Questions:
a: From the Healthy Families article, extract the text from "Disenrollment will begin" to "earlier this month.".
b: According to the Healthy Families article, on what date will disenrollment notices now be mailed to families?
c: Carry on the Healthy Families article from where it stops.

Page excerpt:
Healthy Families gets slight reprieve

Seeing a slightly brighter financial picture on the horizon, the Managed Risk Medical Insurance Board on Thursday postponed for one month the process of kicking kids out of the Healthy Families program.

Disenrollment will begin with notices mailed to families on October 1, instead of September 1 as originally planned.

Board members and staff voiced hope that, somehow, more funds will surface to save them from having to follow through with the disenrollment plan, adopted by voice vote earlier this month.

Perhaps coincidentally, the 30-day reprieve came as the nation marked the death of Senator Edward Kennedy, an original author of the nationwide children’s health insurance program, or SCHIP, which in California is known as Healthy Families.

President Obama’s ARRA economic stimulus initiative called for an expansion of SCHIP, pledging beefed-up funding of $2 in federal matching funds for every $1 that states invest in the program.

Source material:
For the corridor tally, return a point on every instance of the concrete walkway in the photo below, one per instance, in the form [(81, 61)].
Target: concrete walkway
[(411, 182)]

Answers by item:
a:
Disenrollment will begin with notices mailed to families on October 1, instead of September 1 as originally planned.

Board members and staff voiced hope that, somehow, more funds will surface to save them from having to follow through with the disenrollment plan, adopted by voice vote earlier this month.

b: October 1

c:
While at least a dozen states have managed to use the added federal funds to grow their SCHIP programs to cover more children than ever, California’s stubborn budgetary problems due to the lingering recession has led to cutbacks — and less services for fewer children.

The final version of the state budget crafted by the Legislature and Governor Arnold Schwarzenegger targeted Healthy Families with $194 million in cuts.

That amounted to a substantial financial blow to the program for low-income, working, taxpaying families in California – those whose income is too high to qualify for Medi-Cal and too low to afford health insurance for their kids on the open market.

Still, the blow was softened greatly by an $81.4 million commitment from the voter-approved First Five Commission, which pitched in funds to cover about 200,000 children ages 0 to 5 for one year.

Childrens’ advocacy groups and coalitions such as Children Now, The 100% Campaign and the Children’s Health Initiative have been persistent in urging MRMIB to tread cautiously while implementing program cutbacks due to insufficient funds.

One advocate stood up from her seat in the MRMIB auditorium Thursday upon hearing the board discuss delaying disenrollment. Called on by a puzzled Chair Cliff Allensby, the advocate blurted out: Thanks. I just wanted to say ‘thanks.’’’

Meanwhile, the number of children whose names have been added to a waiting list for access to Healthy Families coverage has grown to 70,788, following a consistent trend of an 11 percent increase since the last count was released on August 20.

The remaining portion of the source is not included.